◆ Extracted text:
--- START ---

When any Microservice is deployed to production, you most probably want
to know what the application is doing like
- No of requests per second
- Memory Utilization of application instances
- CPU utilization of application instances
- Disk Utilization of application instances etc...
You also need to be alerted if there’s a problem, such as a failed service instance or a disk filling up, ideally before it impacts a user. If there’s a problem, you need to be able to troubleshoot and identify the root cause.
Many aspects of managing an application in production are outside the scope of the developer, such as monitoring hardware availability and utilization. These are clearly the responsibility of operations. But there are several patterns that you, as a service developer must implement to make your service easier to manage and troubleshoot. Below are 6 key Observable patterns that you need to consider for your Microservice
- Health Check API
- Log Aggregation
- Distributed Tracing
- Exception Tracking
- Application Metrics
- Audit Logging
Health Check API
Expose an endpoint that returns the health of the service.
A service instance needs to be able to tell the deployment infrastructure whether or not it’s able to handle requests. A good solution is for a service to implement a health check endpoint.

--- END ---

Part of a data file:
--- START ---

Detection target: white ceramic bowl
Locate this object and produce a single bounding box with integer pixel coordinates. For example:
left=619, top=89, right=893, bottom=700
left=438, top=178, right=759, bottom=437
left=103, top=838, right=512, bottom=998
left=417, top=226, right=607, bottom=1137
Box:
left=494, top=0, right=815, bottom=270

--- END ---

◆ Problem A:
Answer these questions from the text on microservice observability:
(i) Which metric is listed first among the things you want to know about a deployed application?
(ii) Whose responsibility is monitoring hardware availability and utilization?
(iii) What should a service expose under the Health Check API pattern?
◆ Problem B:
Continue the text on microservice observability from its last sentence.
The rows are separate material and have no connection to the text on microservice observability.

◆ Written answer A:
(i) The number of requests per second.
(ii) Operations.
(iii) An endpoint that returns the health of the service.

◆ Written answer B:
For example, implement a GET /health
endpoint, which returns 200 if and only if the service is healthy, and 503 otherwise.
The deployment infrastructure periodically invokes this endpoint to determine the health of the service instance and takes the appropriate action if it’s unhealthy.
Log Aggregation
Log service activity and write logs into a centralized logging server, which provides searching and alerting.
Logs are a valuable troubleshooting tool. If you want to know what’s wrong with your application, a good place to start is the log files. But using logs in a microservice architecture is challenging.
Most of the time, the log entries you need are scattered across the log files of the API gateway and several services. The solution is to use log aggregation.
The log aggregation pipeline sends the logs of all of the service instances to a centralized logging server. Once the logs are stored by the logging server, you can view, search, and analyze them. You can also configure alerts that are triggered when certain messages appear in the logs.
Distributed Tracing
Assign each external request a unique ID and trace requests as they flow between services.
A good way to get insight into what your application is doing is to use distributed tracing. Distributed tracing is analogous to a performance profiler in a monolithic application. It records information (Ex: start time and end time) about the tree of service calls that are made when handling a request.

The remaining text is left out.